→ **PAGE TEXT**:
IF THE KIDS DON’T GET ALONG
Building a relationship when your step-children don’t get along with your kids can be challenging. Paula says there might be a number of reasons for this. Things such as a difference in the age gap, different interests, insecurities and jealousy can have a negative effect on how the kids relate to each other. So, find ways to diffuse the tension. ‘If you’ve tried several ways but nothing works, you may just need to accept this. If all else fails, be consistent in your interaction and engagement so that there is no perception that they are being treated differently or one made to feel more special than the other. At the end of the day, you can’t force the kids to like each other. But, they can still be respectful towards each other, ensuring that they understand what this means and that disrespectful behaviour won’t be tolerated,’ she explains.
HOW TO CREATE UNITY
Although Nomsa had a strained relationship with her step-child’s mother, she understood how important it was for her to be part of their life. This became even more important when she and her now-husband Themba had their own children. ‘I grew up not knowing my biological father’s children until later in life, and I didn’t want the same thing for mine,’ she says. She had to put her feelings aside and put the children first; she reached out to the mother, although they had a bumpy start. This is because the first time she reached out, she was ignored. But, she kept trying and it took a few years before she eventually agreed to meet up. They then started talking and finding ways to make things work for the sake of the children. ‘We now get along, and allow the kids to spend time together.’
She advises other step-moms who might be in a similar situation to put their feelings aside. Cindy agrees that as a step-parent, you should focus on building the family, adding that it is important to never focus on the reasons the father broke up with your stepchild’s mother. Instead, understand that both are the biological parents, so you must encourage the children to have a relationship with their mother. ‘Deal with the children in the full understanding that you are not there to replace their mother. This helps so that they aren’t caught up in your unspoken insecurities if any, or proving that you are better than their mother.’
BUILDING A HEALTHY RELATIONSHIP
When building a healthy relationship with your stepchild, Paula advises that you be fair. When blending a family, create a blended environment (us, we and ours) where there is one set of rules for everyone to live by. This gives a sense of fairness and everyone being treated equally. Discuss behaviour that won’t be tolerated, household chores and age-appropriate decisions. Make an effort to create family time to build the collective bond. For example, make dinner family time where you all share your day and build relationships. Find activities that cater to everyone’s needs and interests. It’s equally important to have alone time with each child to build individual relationships. Also, both partners must support each other, and present a united front to the collective kids.

→ **WORK TO COMPLETE**:
Copy the part of the text on stepfamilies that opens with the words containing "IF THE KIDS" and closes with "tolerated,’ she explains.". The data that comes next is separate from the text on stepfamilies.

→ **RECORDS**:
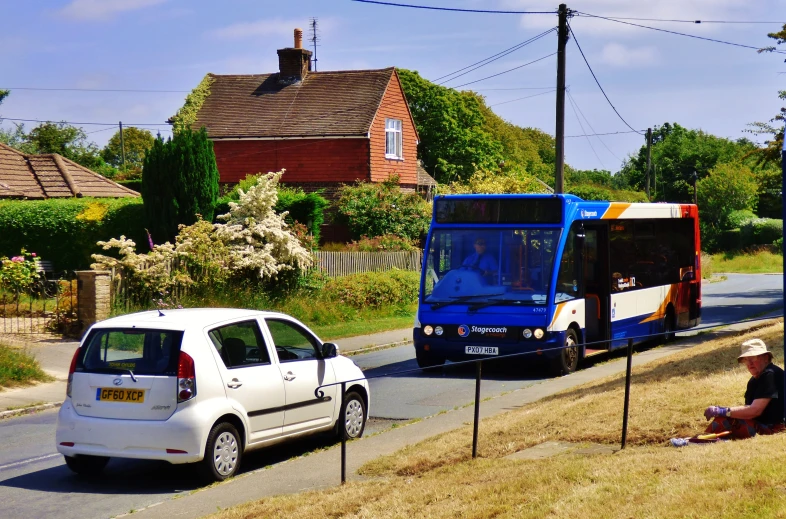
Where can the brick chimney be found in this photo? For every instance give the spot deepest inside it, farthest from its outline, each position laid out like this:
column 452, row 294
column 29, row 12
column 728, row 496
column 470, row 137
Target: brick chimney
column 294, row 63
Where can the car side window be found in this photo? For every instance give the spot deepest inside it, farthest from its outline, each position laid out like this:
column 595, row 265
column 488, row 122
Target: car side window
column 240, row 344
column 292, row 342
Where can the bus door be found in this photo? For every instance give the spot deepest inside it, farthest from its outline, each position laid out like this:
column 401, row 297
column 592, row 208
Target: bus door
column 597, row 288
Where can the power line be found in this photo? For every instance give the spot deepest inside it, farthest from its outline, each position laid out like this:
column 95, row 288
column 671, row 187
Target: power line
column 678, row 33
column 491, row 59
column 577, row 107
column 98, row 90
column 572, row 105
column 75, row 123
column 506, row 71
column 453, row 9
column 685, row 21
column 526, row 97
column 596, row 80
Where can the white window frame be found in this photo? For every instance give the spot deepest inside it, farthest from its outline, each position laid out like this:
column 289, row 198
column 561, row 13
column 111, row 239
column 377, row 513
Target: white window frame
column 393, row 130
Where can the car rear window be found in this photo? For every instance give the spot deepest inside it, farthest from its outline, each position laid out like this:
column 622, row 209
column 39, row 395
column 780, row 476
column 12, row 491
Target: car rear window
column 144, row 352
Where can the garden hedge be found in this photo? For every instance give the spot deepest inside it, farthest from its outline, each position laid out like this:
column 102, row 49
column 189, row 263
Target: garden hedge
column 65, row 231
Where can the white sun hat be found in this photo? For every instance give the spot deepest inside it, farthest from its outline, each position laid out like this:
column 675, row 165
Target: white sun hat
column 753, row 348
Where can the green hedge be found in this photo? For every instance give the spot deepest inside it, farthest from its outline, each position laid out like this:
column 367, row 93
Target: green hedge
column 65, row 231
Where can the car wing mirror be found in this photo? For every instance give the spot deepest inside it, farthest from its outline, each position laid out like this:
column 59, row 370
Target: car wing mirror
column 329, row 350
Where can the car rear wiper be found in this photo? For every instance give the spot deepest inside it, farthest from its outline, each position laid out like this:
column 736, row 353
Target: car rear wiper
column 460, row 299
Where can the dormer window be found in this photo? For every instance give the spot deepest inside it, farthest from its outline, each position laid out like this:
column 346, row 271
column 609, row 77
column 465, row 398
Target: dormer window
column 393, row 148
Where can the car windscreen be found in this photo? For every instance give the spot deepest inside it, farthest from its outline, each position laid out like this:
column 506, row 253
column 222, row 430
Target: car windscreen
column 141, row 351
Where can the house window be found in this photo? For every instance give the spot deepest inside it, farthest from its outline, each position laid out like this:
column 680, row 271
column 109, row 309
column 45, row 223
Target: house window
column 393, row 139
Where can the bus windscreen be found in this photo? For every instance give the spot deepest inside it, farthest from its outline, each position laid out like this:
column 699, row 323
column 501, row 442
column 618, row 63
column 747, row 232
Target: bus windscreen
column 499, row 211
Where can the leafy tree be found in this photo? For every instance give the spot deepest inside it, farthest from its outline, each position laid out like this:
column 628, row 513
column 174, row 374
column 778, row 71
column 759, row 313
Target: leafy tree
column 677, row 153
column 453, row 140
column 179, row 182
column 136, row 142
column 379, row 209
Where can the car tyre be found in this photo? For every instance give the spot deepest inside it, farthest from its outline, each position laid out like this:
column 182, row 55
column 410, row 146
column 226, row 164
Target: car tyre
column 568, row 359
column 352, row 419
column 427, row 360
column 86, row 466
column 223, row 452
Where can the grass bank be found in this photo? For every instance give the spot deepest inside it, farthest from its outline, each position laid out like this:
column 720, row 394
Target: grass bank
column 17, row 367
column 437, row 478
column 755, row 262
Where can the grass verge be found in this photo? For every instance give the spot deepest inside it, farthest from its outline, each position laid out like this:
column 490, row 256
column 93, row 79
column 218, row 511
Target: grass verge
column 17, row 367
column 437, row 478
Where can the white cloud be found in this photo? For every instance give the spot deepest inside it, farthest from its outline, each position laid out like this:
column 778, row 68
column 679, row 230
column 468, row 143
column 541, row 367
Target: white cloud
column 618, row 55
column 93, row 10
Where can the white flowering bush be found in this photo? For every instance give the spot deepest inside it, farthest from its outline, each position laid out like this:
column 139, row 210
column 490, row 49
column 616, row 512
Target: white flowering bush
column 257, row 237
column 255, row 242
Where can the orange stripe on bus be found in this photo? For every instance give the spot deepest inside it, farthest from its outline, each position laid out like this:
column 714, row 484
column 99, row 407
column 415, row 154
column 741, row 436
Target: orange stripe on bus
column 615, row 210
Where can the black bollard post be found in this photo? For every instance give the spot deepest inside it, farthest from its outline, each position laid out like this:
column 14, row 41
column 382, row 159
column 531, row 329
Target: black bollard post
column 627, row 395
column 477, row 410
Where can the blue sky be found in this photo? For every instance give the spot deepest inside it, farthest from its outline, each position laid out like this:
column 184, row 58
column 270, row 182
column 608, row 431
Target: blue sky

→ **WRITTEN RESPONSE**:
IF THE KIDS DON’T GET ALONG
Building a relationship when your step-children don’t get along with your kids can be challenging. Paula says there might be a number of reasons for this. Things such as a difference in the age gap, different interests, insecurities and jealousy can have a negative effect on how the kids relate to each other. So, find ways to diffuse the tension. ‘If you’ve tried several ways but nothing works, you may just need to accept this. If all else fails, be consistent in your interaction and engagement so that there is no perception that they are being treated differently or one made to feel more special than the other. At the end of the day, you can’t force the kids to like each other. But, they can still be respectful towards each other, ensuring that they understand what this means and that disrespectful behaviour won’t be tolerated,’ she explains.